SELECTED TEXT>

·····

In fact, I showed it not just to you but other colleague of yours too. But
there has been absolutely no comment or anything on that  from then , till
now.

On Thu, May 28, 2026 at 11:19 AM Asif Shahid <[email protected]> wrote:

> also take a look at this jira
> https://issues.apache.org/jira/browse/SPARK-47320
> for this also an alternate PR was opened.
> This problem is do deep in code, that I even showed you that in the
> existing test itself, if the join condition's operand are swapped, test
> fails.. Its completely broken , the self joins.
> I had proposed a consistent fix, which solves the issue completely and
> logically, but again an alternate PR was filed..
> What issue was there in my PR , which I created...?
> Regards
> Asif
>
> On Thu, May 28, 2026 at 11:14 AM Asif Shahid <[email protected]>
> wrote:
>
>>
>>
>> On Thu, May 28, 2026 at 10:56 AM Peter Toth <[email protected]> wrote:
>>
>>>
>>> As for the fix, itself, is not indicative of any thing as its a one
>>>> liner, test has uncanny resemblance
>>>
>>>
>>> Asif, what exactly is the "uncanny resemblance" between those test cases
>>> in https://github.com/apache/spark/pull/49154/changes vs
>>> https://github.com/apache/spark/pull/55644/changes ? Besides the fact
>>> that obviously they are comparing canonicalized forms.

·····

TASK LIST>
**a)** In the email thread, what happens to the existing test when the join condition's operands are swapped?
**b)** Transcribe the email thread word for word, from "In fact, I showed" up to and including "PR was opened.".

·····

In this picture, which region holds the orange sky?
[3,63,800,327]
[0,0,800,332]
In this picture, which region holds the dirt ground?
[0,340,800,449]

·····

ANSWERS>
**a)** The test fails.

**b)**
In fact, I showed it not just to you but other colleague of yours too. But
there has been absolutely no comment or anything on that  from then , till
now.

On Thu, May 28, 2026 at 11:19 AM Asif Shahid <[email protected]> wrote:

> also take a look at this jira
> https://issues.apache.org/jira/browse/SPARK-47320
> for this also an alternate PR was opened.